++++ СТАТЬЯ

Но в XX веке соотношение основного и дочернего дискурсов строится не как простое включение, а скорее как сложное пересечение: при этом не всегда понятно, где кончается текст первого порядка и начинается текст второго порядка, что и происходит в «Мастере и Маргарите». Ср. еще более запутанную ситуацию в фильме Л. Бунюэля «Скромное обаяние буржуазии», когда герои, сидящие за столом, вдруг обнаруживают, что их показывают на сцене, что они – актеры; все в ужасе разбегаются, кроме одного, который в этот момент просыпается: оказывается, что он все это видел во сне.
Работа с прагматикой в послевоенном художественном мышлении оказывается настолько сильной, что даже в обычной массовой литературе, каковой являются, например, детективные романы Агаты Кристи, могут происходить прагмасемантические сдвиги, которые были невозможны еще в 20-е годы в самых утонченных модернистских дискурсах. Так, в романе «Убийство Роджера Экройда» убийцей оказывается рассказчик, что приводит читателя к сильной прагмасемантической фрустрации (подробно см. последний раздел настоящего исследования). Соотношение языка и реальности строится во второй половине XX века наподобие ленты Мебиуса: внутреннее незаметно переходит во внешнее, а внешнее – во внутреннее. Текст и реальность соотносятся не как проекция художественного языка, интенсионального по своей природе, на экстенсиональный язык, описывающий реальность (то есть не по рецептам «Логико-философского трактата»), но как сложный перепутанный клубок, в котором языки разной степени интенсиональности переплетаются подобно тому, как в обыденной речевой деятельности переплетаются эстетические и неэстетические начала: шутка и анекдот соседствуют с приказом и ссорой, розыгрыш – с обманом, рассказывание снов – с чтением докладов.
Здесь важно отметить тот факт, что обыденная речевая деятельность, конечно, не сводится к высказыванию пропозиций в индикативе, обладающих истинностным значением. И в этом плане настает время пересмотреть и скорректировать фрегианское представление о логической семантике и вместе с ним наше представление об экстенсионале художественного высказывания.
Пропозициональная семантика, добившаяся к 30-м годам XX века огромных успехов в трудах деятелей Венского кружка (см. [ Шлик 199 За, 1993b; Карнап 1946, 1959]) и львовско-варшавской школы [ Tarski 1956], тем не менее не достигла основного результата, на который были направлены ее усилия, – построения идеального логического языка, – и к концу 30-х годов обозначился ее кризис, приведший к созданию новых философских концепций, отошедших от основной верификационистской идеи логического позитивизма.

++++++++

*ЗАДАНИЕ*. Пожалуйста, продолжите статью о прагматике и семантике художественного высказывания, начав сразу после ее последнего предложения. Данные для работы не понадобятся.

++++ ДАННЫЕ

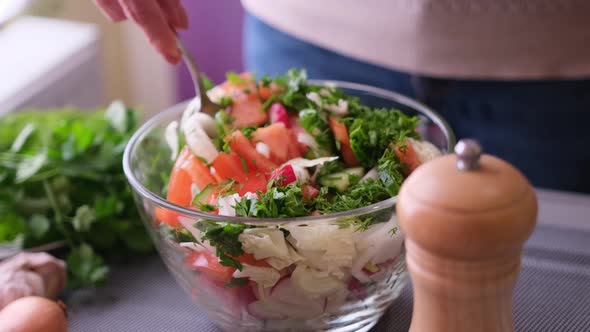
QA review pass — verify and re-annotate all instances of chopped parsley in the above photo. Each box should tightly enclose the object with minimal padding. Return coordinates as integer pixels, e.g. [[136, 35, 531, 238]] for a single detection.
[[344, 107, 418, 168], [225, 71, 247, 85], [195, 220, 248, 270], [234, 183, 311, 218]]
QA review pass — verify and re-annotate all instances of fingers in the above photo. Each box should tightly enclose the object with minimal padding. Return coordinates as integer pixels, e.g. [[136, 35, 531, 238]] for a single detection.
[[94, 0, 127, 22], [119, 0, 180, 64], [157, 0, 188, 29]]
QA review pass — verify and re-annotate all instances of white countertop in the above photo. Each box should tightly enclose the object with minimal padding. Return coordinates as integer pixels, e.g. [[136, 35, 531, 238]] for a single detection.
[[0, 17, 99, 113]]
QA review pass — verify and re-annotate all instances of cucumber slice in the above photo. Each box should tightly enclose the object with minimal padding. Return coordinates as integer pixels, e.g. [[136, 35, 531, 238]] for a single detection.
[[320, 167, 365, 192]]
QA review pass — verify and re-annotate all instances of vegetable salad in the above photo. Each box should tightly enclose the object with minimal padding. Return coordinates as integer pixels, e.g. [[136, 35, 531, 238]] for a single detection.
[[156, 69, 441, 320]]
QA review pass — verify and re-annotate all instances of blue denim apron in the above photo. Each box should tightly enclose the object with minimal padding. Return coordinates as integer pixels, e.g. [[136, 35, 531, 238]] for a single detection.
[[244, 15, 590, 193]]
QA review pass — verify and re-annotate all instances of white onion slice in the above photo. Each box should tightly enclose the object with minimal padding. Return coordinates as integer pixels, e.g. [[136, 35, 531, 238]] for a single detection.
[[183, 113, 219, 163]]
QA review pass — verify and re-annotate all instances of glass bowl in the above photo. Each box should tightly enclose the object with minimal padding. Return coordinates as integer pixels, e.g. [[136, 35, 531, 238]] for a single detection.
[[123, 81, 455, 331]]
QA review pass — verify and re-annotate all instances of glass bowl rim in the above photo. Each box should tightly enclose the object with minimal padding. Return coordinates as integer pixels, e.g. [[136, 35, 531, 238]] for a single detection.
[[123, 80, 455, 224]]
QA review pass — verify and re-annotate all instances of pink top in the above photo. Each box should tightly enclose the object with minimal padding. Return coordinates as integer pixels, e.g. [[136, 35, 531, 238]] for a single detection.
[[242, 0, 590, 79]]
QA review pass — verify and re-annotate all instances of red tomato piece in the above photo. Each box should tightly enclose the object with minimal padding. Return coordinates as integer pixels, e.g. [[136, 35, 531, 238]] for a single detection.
[[270, 165, 297, 187], [252, 122, 302, 164], [328, 117, 359, 166], [394, 141, 421, 175], [237, 173, 267, 196], [213, 151, 267, 195], [186, 251, 236, 284], [229, 130, 277, 174], [268, 102, 291, 128], [178, 147, 217, 193]]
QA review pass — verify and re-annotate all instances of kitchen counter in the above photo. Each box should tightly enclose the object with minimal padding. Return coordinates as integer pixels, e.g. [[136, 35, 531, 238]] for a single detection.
[[68, 190, 590, 332]]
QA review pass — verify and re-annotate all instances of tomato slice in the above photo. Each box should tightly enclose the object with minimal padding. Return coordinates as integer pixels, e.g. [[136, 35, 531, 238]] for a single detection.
[[229, 130, 277, 175], [212, 151, 248, 183], [179, 147, 217, 193], [213, 151, 267, 196], [328, 117, 359, 166], [156, 146, 217, 228]]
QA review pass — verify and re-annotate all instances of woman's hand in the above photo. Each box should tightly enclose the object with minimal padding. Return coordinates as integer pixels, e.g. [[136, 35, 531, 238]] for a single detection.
[[94, 0, 188, 63]]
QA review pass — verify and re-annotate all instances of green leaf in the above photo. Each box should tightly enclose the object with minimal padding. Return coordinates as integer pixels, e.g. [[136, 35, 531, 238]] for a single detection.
[[241, 126, 258, 139], [345, 108, 418, 167], [72, 122, 93, 152], [196, 220, 247, 270], [72, 205, 96, 232], [225, 71, 246, 85], [94, 195, 124, 219], [66, 243, 109, 286], [29, 214, 50, 239], [298, 109, 335, 158], [0, 209, 27, 243], [234, 183, 309, 218], [16, 151, 47, 183]]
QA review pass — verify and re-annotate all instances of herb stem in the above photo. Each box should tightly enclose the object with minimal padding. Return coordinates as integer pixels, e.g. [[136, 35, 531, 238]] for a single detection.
[[43, 180, 75, 248]]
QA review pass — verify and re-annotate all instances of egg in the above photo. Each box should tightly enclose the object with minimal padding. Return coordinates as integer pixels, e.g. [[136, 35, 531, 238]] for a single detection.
[[0, 296, 68, 332]]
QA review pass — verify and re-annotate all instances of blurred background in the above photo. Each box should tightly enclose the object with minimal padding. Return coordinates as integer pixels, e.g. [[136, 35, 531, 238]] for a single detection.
[[0, 0, 243, 118]]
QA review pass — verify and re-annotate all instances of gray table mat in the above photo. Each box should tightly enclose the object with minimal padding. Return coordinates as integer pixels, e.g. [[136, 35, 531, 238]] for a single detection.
[[68, 193, 590, 332]]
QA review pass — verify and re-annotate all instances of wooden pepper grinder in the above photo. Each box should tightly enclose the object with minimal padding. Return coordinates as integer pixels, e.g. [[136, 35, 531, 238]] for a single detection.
[[397, 140, 537, 332]]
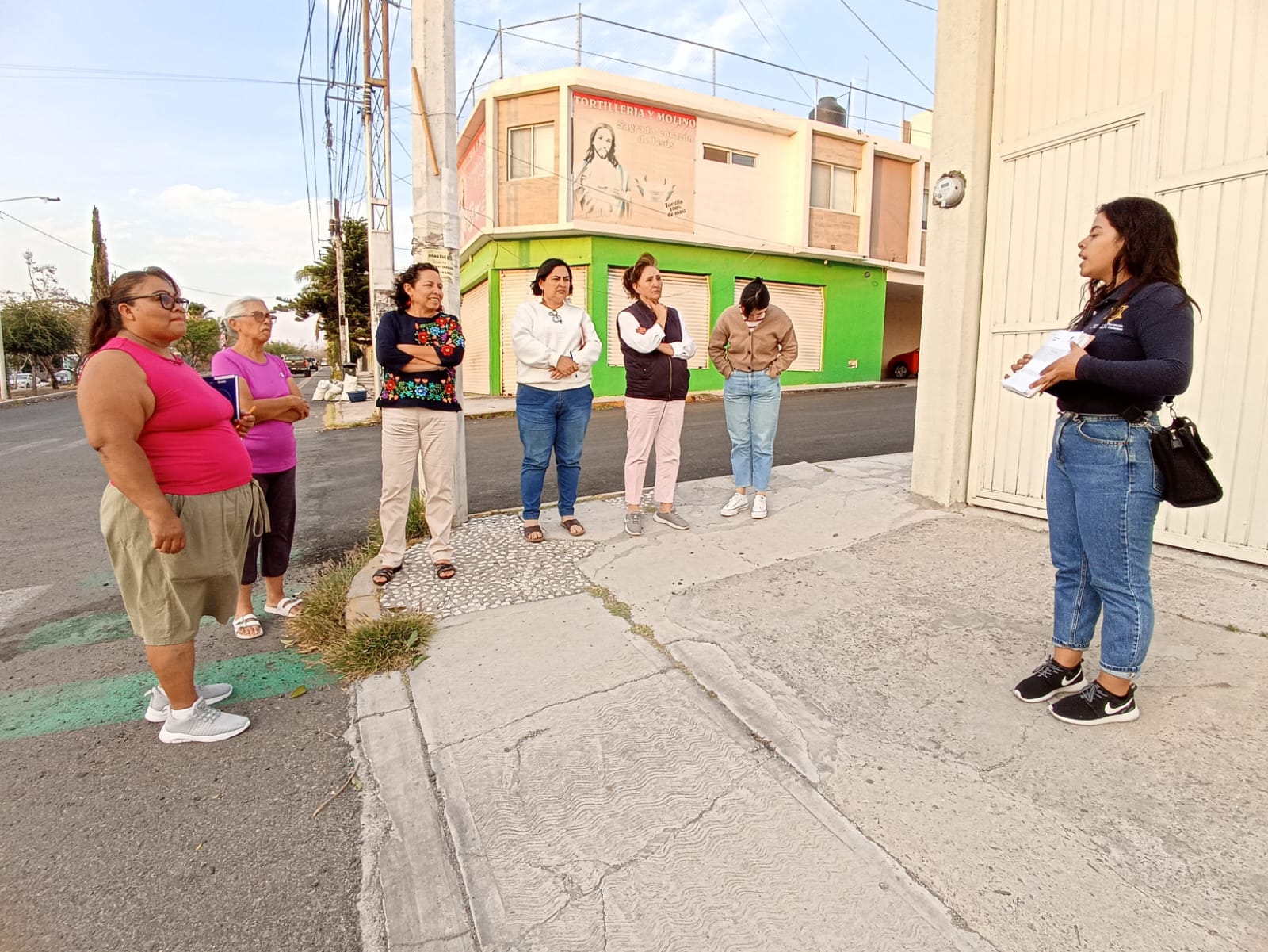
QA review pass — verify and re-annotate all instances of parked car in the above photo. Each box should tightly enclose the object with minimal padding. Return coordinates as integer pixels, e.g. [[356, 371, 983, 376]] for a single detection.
[[888, 347, 921, 380]]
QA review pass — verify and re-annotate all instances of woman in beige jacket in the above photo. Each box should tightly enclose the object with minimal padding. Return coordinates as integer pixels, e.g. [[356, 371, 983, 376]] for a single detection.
[[708, 277, 796, 518]]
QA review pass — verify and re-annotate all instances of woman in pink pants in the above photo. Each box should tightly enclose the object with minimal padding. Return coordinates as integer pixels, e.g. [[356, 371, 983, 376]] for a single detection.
[[617, 254, 696, 535]]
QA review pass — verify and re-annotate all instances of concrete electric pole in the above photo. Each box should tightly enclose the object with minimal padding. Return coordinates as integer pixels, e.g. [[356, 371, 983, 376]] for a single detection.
[[361, 0, 395, 400], [330, 199, 351, 366], [411, 0, 468, 526]]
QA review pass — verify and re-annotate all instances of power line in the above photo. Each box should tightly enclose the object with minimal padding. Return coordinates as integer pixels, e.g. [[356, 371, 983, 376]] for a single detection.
[[841, 0, 934, 97]]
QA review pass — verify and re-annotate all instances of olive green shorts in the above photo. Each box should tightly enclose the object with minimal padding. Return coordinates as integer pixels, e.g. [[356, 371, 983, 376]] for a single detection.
[[101, 482, 258, 645]]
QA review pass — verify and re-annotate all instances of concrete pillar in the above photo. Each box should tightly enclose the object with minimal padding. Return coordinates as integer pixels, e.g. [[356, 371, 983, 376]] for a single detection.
[[911, 0, 997, 506]]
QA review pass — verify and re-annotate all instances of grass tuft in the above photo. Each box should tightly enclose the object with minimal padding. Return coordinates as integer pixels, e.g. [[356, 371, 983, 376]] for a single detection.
[[284, 545, 436, 679], [325, 612, 436, 679]]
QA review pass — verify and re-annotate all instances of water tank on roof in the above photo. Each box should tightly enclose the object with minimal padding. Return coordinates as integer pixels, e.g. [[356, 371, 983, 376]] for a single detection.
[[809, 97, 846, 125]]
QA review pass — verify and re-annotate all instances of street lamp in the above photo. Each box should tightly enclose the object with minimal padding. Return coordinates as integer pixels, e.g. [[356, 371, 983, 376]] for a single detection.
[[0, 195, 61, 400]]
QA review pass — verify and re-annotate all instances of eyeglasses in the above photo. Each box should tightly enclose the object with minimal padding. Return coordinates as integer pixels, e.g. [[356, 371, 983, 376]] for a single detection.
[[119, 290, 189, 311]]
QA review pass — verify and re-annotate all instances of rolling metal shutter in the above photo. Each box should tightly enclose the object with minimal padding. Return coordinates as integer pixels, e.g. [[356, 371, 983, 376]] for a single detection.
[[735, 277, 823, 373]]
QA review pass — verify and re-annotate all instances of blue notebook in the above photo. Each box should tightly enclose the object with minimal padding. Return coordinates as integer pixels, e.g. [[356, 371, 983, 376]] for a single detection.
[[203, 374, 243, 419]]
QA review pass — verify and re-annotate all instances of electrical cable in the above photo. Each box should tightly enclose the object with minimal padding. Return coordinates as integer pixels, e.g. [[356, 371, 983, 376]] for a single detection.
[[841, 0, 934, 97]]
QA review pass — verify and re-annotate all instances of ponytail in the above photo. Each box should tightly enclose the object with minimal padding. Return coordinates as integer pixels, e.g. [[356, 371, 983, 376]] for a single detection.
[[87, 267, 180, 354], [621, 251, 655, 298], [87, 298, 123, 354]]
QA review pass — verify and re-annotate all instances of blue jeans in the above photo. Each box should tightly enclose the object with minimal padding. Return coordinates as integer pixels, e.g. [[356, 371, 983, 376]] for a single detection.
[[1048, 413, 1163, 679], [515, 383, 594, 520], [721, 370, 780, 491]]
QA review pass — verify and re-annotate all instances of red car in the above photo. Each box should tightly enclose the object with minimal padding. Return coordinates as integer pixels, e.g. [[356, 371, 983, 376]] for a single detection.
[[889, 347, 921, 380]]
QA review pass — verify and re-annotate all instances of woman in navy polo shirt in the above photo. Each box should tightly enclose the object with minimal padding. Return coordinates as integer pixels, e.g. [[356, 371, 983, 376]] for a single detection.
[[1013, 197, 1194, 725]]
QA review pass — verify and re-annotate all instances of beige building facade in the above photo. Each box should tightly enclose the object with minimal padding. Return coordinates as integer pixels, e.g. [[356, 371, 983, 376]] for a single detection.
[[913, 0, 1268, 564]]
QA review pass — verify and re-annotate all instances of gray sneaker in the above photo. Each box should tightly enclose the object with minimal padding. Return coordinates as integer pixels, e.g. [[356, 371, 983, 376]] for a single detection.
[[146, 685, 233, 724], [158, 698, 251, 744], [651, 510, 691, 529]]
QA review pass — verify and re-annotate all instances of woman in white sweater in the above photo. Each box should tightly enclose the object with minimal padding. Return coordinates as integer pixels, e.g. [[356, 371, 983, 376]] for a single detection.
[[511, 258, 604, 542]]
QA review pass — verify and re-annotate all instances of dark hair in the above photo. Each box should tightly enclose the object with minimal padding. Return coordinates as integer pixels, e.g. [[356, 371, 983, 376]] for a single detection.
[[391, 261, 440, 311], [582, 122, 617, 169], [529, 258, 572, 298], [739, 277, 771, 317], [87, 267, 180, 354], [1070, 197, 1202, 330], [621, 251, 655, 298]]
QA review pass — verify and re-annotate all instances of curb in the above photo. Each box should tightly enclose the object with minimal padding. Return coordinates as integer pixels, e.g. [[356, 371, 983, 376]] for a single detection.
[[0, 387, 78, 410]]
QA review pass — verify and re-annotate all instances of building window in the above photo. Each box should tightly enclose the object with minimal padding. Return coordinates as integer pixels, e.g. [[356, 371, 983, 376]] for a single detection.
[[704, 146, 757, 169], [810, 162, 857, 213], [506, 122, 554, 178]]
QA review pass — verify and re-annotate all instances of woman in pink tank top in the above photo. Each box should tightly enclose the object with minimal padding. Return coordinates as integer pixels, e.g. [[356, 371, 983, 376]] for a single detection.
[[78, 267, 258, 744]]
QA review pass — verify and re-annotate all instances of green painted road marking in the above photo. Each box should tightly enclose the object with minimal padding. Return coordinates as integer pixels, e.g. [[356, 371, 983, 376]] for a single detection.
[[21, 611, 132, 652], [21, 588, 298, 652], [0, 650, 338, 740]]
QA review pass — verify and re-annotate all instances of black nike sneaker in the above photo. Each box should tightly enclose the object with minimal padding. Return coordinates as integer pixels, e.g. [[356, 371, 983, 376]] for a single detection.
[[1048, 681, 1140, 728], [1013, 658, 1088, 704]]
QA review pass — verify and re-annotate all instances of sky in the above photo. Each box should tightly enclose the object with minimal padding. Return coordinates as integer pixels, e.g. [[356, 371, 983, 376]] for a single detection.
[[0, 0, 937, 345]]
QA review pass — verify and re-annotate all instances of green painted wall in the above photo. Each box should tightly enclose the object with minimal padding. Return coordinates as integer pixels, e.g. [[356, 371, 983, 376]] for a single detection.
[[461, 235, 885, 397]]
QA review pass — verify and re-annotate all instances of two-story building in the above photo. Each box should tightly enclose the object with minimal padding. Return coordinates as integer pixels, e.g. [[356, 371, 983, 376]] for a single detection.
[[458, 68, 928, 396]]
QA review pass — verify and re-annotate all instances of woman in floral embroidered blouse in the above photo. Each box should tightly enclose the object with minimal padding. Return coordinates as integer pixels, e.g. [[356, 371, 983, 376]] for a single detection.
[[374, 262, 465, 586]]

++++++++

*ОТВЕТ*.
Новый подход, связанный с идеями позднего Витгенштейна и Дж. Э. Мура [ Moore7959] или развивавшийся параллельно им (см., например, [ Ryle 1978]), носит название лингвистической философии (британский ее вариант иногда называют философией обыденного языка, американский вариант – философией лингвистического анализа). Из лингвистической философии выросло отдельное направление аналитической философии и философии языка – теория речевых актов Дж. Остина и Дж. Серля [ Остин 1986, Searle 1969; Серль l986a, 1986b]. Одновременно идея пропозициональности начала себя исчерпывать в собственно логических построениях, что привело к возникновению многозначных логик (см. их очерк в книге [ Зиновьев 1960]) и развитию модальной логики. Последнее в свою очередь привело в 60-е годы к созданию Я. Хинтиккой, Д. Капланом, С. Крипке, Р. Монтегю совершенно новой философско-логической дисциплины, опирающейся на идеи Лейбница, – семантики возможных миров, или теоретико-модельной семантики [ Крипке 1981, Хинтикка 1980, 1981; Скотт 1981].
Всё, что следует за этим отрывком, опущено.